* [Task instructions]:
Copy the records below word for word, starting at the line that contains "Target: white cabinet" and continuing through the final line of the records.
++++ Provided records ++++
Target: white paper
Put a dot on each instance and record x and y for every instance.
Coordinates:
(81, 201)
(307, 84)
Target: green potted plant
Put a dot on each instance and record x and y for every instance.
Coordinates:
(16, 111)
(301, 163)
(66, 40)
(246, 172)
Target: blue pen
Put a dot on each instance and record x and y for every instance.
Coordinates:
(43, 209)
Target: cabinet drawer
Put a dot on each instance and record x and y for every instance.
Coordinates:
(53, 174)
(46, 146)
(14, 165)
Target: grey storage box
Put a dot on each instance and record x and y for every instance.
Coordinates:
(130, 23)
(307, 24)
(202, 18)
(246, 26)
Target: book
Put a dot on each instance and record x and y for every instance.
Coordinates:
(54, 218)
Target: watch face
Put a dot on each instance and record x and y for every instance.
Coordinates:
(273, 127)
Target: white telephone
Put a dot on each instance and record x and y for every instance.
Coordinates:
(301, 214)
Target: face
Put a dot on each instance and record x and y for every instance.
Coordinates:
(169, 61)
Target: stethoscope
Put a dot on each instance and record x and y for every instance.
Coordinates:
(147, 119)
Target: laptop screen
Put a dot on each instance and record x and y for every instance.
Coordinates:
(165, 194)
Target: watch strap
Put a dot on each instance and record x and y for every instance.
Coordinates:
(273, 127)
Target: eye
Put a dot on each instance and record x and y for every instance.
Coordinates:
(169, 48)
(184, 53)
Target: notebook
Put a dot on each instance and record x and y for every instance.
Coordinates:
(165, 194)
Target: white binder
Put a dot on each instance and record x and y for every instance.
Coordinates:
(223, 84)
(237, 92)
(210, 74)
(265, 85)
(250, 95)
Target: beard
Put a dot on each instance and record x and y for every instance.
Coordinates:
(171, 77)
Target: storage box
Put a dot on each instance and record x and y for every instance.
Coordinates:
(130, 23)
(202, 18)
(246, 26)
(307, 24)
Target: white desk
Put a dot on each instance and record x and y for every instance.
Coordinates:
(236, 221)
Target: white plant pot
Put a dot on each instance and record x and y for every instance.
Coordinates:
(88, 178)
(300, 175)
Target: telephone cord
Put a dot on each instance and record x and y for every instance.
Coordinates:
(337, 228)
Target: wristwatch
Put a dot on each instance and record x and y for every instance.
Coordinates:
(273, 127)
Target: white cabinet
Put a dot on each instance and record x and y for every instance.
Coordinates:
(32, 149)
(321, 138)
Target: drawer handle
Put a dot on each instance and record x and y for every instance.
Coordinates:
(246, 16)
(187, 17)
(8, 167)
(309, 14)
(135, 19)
++++
* [In response]:
Target: white cabinet
Put a dot on each instance and record x and y for every instance.
Coordinates:
(32, 149)
(321, 138)
Target: drawer handle
Put a dot on each instance and record x and y for every instance.
Coordinates:
(246, 16)
(187, 17)
(8, 167)
(309, 14)
(135, 19)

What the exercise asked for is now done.